----- BLOCCO DI TESTO -----
La novità dell’incontro (perché di scontro proprio non si può parlare) tra Enrico Letta e Giorgia Meloni, in quel della televisione del Corriere della Sera, sui temi di campagna elettorale sta probabilmente solo nella virata atlantista e antirussa della seconda, nel suo essere decisamente a favore della guerra e dell’invio di armi esattamente come il PD.

Per il resto, anche un po’ nioisamente, i due leader competono soltanto sui diritti civili, sulla visione della famiglia e della morale che lo Stato dovrebbe avere. Non è poco, certo, ma non è nemmeno quel tanto che basti per spingere un elettore convintamente ancorato a sinistra a votare quella che la Meloni chiama compulsivamente tale quando si riferisce al suo vicino di tavolo, ma che in realtà è un centro con solo una alleanza tattica con SI ed Europa Verde.

Letta lo chiarisce molto bene, ribattendo all’affermazione della leader di Fratelli d’Italia sulle alleanze scomode: sovranisti che ti fanno fare cattiva figura presso i saloti di Cernobbio, tanto da chiuderti in una disperata posa del capo tra le mani che lo sostengono sotto il peso delle affermazioni di politica estera salviana.

Ognuno ha gli amici di strada che si è scelto: chi per preventivare anzitempo una sconfitta davvero ante litteram, e del tutto incomprensibile nella non-strategia messa in campo; chi, invece, per agguantare tutto quello che si può sul fronte centrista, destroide, neofascista dai sobborghi sottoproletari romani fino alla rabbia sociale che serpeggia da sud a nord nell’Italia della povertà crescente senza soluzione di continuità.

Il dato di fatto è pressoché uno: Letta e Meloni, fatte le debite sfumature sulle aliquote da applicare sul piano fiscale generale, non muovono una critica che sia una al capitalismo liberista.
----- ESTRATTO DEI DATI -----
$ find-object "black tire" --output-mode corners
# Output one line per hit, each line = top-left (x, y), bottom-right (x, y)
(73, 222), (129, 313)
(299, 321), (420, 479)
-----
CONSEGNA – Estrai per intero il testo sul confronto tra Letta e Meloni, riproducendolo parola per parola senza alcuna modifica. Le righe riportate sopra non hanno alcun legame con il testo sul confronto tra Letta e Meloni.

RISPOSTA CORRETTA –
La novità dell’incontro (perché di scontro proprio non si può parlare) tra Enrico Letta e Giorgia Meloni, in quel della televisione del Corriere della Sera, sui temi di campagna elettorale sta probabilmente solo nella virata atlantista e antirussa della seconda, nel suo essere decisamente a favore della guerra e dell’invio di armi esattamente come il PD.

Per il resto, anche un po’ nioisamente, i due leader competono soltanto sui diritti civili, sulla visione della famiglia e della morale che lo Stato dovrebbe avere. Non è poco, certo, ma non è nemmeno quel tanto che basti per spingere un elettore convintamente ancorato a sinistra a votare quella che la Meloni chiama compulsivamente tale quando si riferisce al suo vicino di tavolo, ma che in realtà è un centro con solo una alleanza tattica con SI ed Europa Verde.

Letta lo chiarisce molto bene, ribattendo all’affermazione della leader di Fratelli d’Italia sulle alleanze scomode: sovranisti che ti fanno fare cattiva figura presso i saloti di Cernobbio, tanto da chiuderti in una disperata posa del capo tra le mani che lo sostengono sotto il peso delle affermazioni di politica estera salviana.

Ognuno ha gli amici di strada che si è scelto: chi per preventivare anzitempo una sconfitta davvero ante litteram, e del tutto incomprensibile nella non-strategia messa in campo; chi, invece, per agguantare tutto quello che si può sul fronte centrista, destroide, neofascista dai sobborghi sottoproletari romani fino alla rabbia sociale che serpeggia da sud a nord nell’Italia della povertà crescente senza soluzione di continuità.

Il dato di fatto è pressoché uno: Letta e Meloni, fatte le debite sfumature sulle aliquote da applicare sul piano fiscale generale, non muovono una critica che sia una al capitalismo liberista.